— To be done —
Copy the lines below without any changes, starting with the line containing "Run the detector on the photograph above to find the dirt" and ending with the line containing "(142, 0), (841, 92)", including both of those lines.

** start Data to process **

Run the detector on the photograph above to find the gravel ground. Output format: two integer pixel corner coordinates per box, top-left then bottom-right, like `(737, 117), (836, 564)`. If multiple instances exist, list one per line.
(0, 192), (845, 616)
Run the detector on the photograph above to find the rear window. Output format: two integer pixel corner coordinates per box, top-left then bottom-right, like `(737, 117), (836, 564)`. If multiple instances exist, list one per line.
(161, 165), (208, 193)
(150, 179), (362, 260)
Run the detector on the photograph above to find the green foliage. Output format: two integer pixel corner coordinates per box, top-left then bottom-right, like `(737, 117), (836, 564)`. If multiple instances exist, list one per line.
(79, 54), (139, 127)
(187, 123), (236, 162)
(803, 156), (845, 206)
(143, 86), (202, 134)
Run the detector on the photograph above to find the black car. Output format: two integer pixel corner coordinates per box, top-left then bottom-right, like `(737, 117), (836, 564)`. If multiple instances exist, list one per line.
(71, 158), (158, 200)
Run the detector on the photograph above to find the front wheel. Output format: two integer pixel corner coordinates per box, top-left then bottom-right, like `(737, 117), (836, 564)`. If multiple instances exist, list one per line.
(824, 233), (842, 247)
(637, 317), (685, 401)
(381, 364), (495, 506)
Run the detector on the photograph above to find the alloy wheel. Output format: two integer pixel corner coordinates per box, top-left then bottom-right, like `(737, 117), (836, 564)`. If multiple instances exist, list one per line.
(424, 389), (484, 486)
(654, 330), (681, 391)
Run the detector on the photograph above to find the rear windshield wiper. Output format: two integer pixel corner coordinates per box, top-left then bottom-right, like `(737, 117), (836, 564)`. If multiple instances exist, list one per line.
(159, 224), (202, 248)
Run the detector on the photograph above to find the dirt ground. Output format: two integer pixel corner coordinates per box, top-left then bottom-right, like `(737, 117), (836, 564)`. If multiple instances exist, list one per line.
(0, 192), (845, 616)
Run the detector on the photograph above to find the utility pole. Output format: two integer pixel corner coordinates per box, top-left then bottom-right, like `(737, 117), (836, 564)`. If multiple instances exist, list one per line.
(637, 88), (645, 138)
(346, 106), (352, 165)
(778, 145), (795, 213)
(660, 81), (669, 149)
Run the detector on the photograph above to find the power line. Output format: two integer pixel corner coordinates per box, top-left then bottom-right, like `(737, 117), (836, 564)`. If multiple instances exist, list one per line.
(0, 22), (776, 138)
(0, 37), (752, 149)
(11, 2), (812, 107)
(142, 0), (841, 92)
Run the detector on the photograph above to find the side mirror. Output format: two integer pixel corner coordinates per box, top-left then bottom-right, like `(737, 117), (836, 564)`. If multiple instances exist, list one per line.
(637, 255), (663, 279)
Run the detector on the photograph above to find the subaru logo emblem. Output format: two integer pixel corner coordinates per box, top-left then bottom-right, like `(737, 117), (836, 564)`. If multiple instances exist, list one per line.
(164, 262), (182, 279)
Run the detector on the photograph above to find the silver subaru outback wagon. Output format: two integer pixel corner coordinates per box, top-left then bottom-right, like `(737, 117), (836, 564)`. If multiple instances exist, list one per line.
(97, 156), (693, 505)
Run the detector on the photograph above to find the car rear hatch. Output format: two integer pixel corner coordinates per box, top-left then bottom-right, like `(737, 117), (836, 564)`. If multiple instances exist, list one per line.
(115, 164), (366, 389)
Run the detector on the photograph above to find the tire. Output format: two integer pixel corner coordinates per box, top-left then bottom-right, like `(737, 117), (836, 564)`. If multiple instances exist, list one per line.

** end Data to process **
** start Data to process **

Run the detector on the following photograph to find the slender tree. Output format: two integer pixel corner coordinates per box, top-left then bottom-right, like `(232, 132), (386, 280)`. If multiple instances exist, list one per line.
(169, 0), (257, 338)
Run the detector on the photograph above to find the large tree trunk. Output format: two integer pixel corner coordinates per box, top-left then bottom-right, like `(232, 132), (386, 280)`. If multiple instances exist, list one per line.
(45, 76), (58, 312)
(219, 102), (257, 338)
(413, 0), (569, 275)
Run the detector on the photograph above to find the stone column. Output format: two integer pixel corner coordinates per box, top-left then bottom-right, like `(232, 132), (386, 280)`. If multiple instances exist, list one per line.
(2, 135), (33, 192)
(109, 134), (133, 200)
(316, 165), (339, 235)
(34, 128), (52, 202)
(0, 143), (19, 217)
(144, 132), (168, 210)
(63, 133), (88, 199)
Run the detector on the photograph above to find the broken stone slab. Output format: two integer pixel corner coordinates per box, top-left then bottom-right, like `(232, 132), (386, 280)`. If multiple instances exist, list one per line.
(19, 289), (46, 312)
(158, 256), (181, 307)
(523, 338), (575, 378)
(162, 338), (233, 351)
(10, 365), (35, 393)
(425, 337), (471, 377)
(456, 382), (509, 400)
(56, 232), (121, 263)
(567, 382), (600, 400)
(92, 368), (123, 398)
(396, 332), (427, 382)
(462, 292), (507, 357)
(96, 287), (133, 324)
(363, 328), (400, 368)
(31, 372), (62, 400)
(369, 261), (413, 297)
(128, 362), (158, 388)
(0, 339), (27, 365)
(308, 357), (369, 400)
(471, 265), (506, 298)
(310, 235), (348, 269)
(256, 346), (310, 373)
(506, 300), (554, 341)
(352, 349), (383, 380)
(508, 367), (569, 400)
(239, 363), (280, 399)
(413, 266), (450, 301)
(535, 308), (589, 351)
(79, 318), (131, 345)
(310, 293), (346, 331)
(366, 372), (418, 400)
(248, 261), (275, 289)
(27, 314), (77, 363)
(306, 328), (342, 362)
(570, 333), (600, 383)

** end Data to process **

— Task output —
Run the detector on the photograph above to find the dirt ground. Output format: two integer pixel corner coordinates per box, top-left then bottom-right, like `(737, 117), (836, 564)`. If multiple instances exist, list one per line.
(0, 192), (845, 616)
Run the detector on the photograph above to find the utility pole. Output format: two integer pixel corner coordinates per box, top-left then bottom-right, like `(737, 117), (836, 564)`. If multiple instances exist, list one per line.
(637, 88), (645, 138)
(346, 106), (352, 165)
(778, 145), (795, 213)
(660, 81), (669, 149)
Run the detector on the photograph above to find the power line. Output format: two integer pixel corner coordinates per box, top-left then bottom-right, like `(737, 117), (836, 564)`. If multiple instances exist, list one per line.
(0, 22), (776, 138)
(0, 37), (752, 149)
(11, 2), (812, 107)
(142, 0), (841, 92)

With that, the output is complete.